You are viewing a plain text version of this content. The canonical link for it is here.
Posted to user@nutch.apache.org by "Nemani, Raj" <Ra...@turner.com> on 2010/08/26 20:03:32 UTC

Setting the Nutchschema field to a constant value

All,

 

I was wondering if I can force a constant value into one of the fields
defined in Nutch's schema.  Here is the scenario.

 

I have two sub-sites that I would like to crawl separately.  Something
like

 

http://parentsite.mydomain.com/site1/index.php

 

http://parentsite.mydomain.com/site12/index.php

 

 

I am sending the results of the crawl to the same Solr/Lucene index.
The Index is used by a drupal website to provide search results to the
user.

 

The user has checkboxes on the drupal website to search for either Site1
search results or site 2 search results.

### Entries
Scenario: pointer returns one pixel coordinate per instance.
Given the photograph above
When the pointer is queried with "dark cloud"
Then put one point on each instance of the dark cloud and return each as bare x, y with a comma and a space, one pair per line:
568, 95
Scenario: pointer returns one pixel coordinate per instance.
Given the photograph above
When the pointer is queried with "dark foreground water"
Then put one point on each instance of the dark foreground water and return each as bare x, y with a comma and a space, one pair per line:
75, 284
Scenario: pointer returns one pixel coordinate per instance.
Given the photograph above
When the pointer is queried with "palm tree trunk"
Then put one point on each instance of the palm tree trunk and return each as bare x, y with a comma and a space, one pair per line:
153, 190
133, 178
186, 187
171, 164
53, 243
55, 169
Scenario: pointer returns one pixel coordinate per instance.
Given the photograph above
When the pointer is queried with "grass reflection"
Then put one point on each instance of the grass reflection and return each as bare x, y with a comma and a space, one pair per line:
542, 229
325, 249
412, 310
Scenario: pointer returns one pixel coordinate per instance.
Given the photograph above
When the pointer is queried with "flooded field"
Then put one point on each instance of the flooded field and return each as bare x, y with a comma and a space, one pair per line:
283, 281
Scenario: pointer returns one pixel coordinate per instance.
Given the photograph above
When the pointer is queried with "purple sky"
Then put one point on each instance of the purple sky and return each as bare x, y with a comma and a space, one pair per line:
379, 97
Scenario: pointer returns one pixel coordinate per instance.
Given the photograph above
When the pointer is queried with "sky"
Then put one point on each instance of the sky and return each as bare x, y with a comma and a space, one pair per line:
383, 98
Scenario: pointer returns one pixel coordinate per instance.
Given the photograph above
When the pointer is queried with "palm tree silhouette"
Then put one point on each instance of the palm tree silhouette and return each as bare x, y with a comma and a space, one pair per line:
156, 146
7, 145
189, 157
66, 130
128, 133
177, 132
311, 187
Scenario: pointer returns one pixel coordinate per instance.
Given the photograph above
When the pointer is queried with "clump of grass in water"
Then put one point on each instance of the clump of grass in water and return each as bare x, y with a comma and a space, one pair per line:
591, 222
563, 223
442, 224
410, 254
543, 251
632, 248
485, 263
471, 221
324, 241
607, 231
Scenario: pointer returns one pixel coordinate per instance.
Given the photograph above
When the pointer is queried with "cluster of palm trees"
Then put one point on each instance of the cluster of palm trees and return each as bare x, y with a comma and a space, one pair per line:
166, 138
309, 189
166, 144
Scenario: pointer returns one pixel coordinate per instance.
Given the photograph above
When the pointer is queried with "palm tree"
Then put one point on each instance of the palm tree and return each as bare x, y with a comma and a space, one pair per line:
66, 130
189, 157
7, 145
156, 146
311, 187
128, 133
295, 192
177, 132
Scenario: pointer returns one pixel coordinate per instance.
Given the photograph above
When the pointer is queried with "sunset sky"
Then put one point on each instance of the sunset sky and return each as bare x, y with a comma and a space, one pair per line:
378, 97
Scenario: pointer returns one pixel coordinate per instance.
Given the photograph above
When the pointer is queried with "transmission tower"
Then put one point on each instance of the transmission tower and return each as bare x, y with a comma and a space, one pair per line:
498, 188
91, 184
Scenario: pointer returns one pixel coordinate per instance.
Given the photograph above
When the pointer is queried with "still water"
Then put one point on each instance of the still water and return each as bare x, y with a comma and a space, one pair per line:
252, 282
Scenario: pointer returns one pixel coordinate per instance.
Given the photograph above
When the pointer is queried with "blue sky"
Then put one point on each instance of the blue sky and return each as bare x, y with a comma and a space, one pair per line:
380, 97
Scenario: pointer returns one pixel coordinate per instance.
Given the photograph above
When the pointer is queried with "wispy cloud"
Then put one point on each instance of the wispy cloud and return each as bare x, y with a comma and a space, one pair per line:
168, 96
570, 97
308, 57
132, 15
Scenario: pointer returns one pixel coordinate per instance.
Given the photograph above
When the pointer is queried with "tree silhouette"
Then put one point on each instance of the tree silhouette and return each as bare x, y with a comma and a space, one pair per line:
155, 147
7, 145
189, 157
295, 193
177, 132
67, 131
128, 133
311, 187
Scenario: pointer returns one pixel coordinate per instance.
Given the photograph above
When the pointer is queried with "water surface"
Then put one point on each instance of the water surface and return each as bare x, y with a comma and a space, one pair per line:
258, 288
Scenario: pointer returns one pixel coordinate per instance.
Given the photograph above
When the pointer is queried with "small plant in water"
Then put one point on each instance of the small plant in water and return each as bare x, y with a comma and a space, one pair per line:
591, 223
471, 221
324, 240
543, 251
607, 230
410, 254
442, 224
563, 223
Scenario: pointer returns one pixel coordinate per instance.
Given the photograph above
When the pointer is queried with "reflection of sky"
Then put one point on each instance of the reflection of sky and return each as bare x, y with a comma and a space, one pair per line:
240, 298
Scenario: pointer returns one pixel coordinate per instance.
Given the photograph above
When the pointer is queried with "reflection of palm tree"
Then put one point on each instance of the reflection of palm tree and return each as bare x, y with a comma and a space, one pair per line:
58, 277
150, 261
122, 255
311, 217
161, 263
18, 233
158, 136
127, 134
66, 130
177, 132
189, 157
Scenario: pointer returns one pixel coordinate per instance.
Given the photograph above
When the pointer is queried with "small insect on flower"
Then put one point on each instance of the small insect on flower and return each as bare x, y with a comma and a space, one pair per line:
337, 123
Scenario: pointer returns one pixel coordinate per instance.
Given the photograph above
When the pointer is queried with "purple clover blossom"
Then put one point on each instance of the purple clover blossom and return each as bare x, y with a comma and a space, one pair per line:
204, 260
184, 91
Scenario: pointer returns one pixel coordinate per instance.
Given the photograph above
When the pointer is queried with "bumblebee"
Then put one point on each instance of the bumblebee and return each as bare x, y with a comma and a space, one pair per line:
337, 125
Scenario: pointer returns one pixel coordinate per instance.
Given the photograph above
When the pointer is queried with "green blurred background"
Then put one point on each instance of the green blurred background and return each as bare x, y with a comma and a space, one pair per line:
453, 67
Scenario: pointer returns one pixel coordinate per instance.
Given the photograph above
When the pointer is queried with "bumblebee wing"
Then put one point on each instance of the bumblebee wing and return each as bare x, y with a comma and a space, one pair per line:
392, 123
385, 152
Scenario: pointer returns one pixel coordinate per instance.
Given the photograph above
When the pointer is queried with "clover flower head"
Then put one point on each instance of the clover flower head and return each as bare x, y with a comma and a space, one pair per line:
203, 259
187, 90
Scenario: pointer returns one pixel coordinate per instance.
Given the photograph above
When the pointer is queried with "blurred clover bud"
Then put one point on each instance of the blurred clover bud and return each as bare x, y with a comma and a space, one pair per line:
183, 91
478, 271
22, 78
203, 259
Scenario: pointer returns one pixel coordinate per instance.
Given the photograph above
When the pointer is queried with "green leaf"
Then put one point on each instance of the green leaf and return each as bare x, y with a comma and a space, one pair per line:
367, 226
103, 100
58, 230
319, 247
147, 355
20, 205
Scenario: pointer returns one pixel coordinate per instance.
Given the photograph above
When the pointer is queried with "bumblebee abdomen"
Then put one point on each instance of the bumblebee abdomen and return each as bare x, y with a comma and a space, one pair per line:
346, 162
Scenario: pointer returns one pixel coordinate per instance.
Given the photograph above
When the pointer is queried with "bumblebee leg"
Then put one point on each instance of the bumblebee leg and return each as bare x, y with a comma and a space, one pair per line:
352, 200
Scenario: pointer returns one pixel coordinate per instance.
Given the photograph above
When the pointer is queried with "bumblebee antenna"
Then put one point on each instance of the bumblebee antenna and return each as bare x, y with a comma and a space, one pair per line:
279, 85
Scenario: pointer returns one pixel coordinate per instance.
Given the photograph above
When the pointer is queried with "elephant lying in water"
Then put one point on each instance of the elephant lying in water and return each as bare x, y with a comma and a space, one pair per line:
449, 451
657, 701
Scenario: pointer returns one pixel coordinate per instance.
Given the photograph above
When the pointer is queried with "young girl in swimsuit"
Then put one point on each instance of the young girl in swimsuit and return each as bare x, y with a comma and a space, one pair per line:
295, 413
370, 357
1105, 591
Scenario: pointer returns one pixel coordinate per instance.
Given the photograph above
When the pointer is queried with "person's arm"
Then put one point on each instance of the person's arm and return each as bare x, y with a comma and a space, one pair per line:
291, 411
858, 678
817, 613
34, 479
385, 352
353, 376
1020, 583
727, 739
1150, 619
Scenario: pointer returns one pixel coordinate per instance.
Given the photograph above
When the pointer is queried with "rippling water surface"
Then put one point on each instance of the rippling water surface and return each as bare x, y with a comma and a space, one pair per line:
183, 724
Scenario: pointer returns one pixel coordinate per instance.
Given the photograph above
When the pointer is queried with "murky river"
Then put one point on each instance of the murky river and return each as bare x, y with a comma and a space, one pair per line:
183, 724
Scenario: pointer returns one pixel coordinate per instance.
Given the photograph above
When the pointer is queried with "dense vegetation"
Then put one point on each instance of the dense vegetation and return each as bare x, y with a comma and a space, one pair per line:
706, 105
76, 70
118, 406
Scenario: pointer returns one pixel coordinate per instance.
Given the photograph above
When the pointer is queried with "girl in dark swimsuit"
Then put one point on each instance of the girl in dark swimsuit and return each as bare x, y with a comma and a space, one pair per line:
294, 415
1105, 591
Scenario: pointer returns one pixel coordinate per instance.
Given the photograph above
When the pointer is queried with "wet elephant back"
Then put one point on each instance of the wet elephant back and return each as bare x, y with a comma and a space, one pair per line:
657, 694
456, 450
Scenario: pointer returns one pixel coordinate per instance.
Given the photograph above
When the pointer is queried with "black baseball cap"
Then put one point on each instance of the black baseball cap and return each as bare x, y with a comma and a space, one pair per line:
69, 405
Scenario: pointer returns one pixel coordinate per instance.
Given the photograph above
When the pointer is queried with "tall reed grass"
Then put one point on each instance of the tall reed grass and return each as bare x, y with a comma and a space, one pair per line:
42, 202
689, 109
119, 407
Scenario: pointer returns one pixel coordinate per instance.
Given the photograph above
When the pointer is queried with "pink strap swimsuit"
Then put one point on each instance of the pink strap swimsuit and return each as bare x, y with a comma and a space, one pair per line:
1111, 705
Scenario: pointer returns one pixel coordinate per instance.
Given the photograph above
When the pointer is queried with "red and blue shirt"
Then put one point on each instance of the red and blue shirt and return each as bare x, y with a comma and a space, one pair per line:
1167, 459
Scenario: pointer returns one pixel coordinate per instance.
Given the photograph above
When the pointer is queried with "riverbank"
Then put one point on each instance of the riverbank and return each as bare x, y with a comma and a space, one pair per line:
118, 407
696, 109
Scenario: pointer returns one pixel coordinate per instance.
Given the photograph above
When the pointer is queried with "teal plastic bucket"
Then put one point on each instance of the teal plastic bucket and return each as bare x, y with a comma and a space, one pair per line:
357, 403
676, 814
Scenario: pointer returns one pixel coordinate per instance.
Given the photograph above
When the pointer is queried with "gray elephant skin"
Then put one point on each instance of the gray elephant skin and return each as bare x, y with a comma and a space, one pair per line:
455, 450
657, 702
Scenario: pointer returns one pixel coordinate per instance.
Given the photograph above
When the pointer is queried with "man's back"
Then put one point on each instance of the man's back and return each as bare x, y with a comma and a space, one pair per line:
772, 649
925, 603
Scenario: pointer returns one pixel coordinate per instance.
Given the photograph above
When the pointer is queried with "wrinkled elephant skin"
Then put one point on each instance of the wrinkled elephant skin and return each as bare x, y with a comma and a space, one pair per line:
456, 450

### Things to do
(1) Echo the Nutch mailing-list post word for word, everything from "Posted to user@nutch.apache.org" down to "is the scenario.".
(2) According to the Nutch mailing-list post, where are the results of both crawls sent?
(3) Finish out the next part of the Nutch mailing-list post, picking up after its last sentence.

### Outputs by task
(1)
Posted to user@nutch.apache.org by "Nemani, Raj" <Ra...@turner.com> on 2010/08/26 20:03:32 UTC

Setting the Nutchschema field to a constant value

All,

 

I was wondering if I can force a constant value into one of the fields
defined in Nutch's schema.  Here is the scenario.

(2) To the same Solr/Lucene index.

(3)
Here is the problem.  There is no way for me to differentiate between
site1 and site2 documents in the index.

 

One of the Schema fields generated by the Nutch document is called
'site'.  Ideally this should have been a good field for me to use to
differentiate

between the documents in the index.  But for the sub-sites I am crawling
the 'Site' field value will be set to "parentsite.mydomain.com" because
both the urls have the same site value.

 

That is reason for me ask this question.  Can I set the value of 'Site"
field to "Site1" for Site1 url and "Site2" for site 2 url crawls.

 

Hope I have explained the scenario clearly.  If what I am thinking is
not possible then can I  achieve my ultimate objective in any other way.

 

Thanks so much in advance

Raj

 

 


RE: Setting the Nutchschema field to a constant value

Posted by "Nemani, Raj" <Ra...@turner.com>.
All,
I was able to find the steps to set this plugin up.  So I am good there.
I do have one question.  I running 1.1 Nutch. I believe I have setup
every this correctly.  I can see the Subcollection plugin getting
registered in hadopp.log.  Bit I cannot find the "subcollection" fileld
in the index (seen using Luke).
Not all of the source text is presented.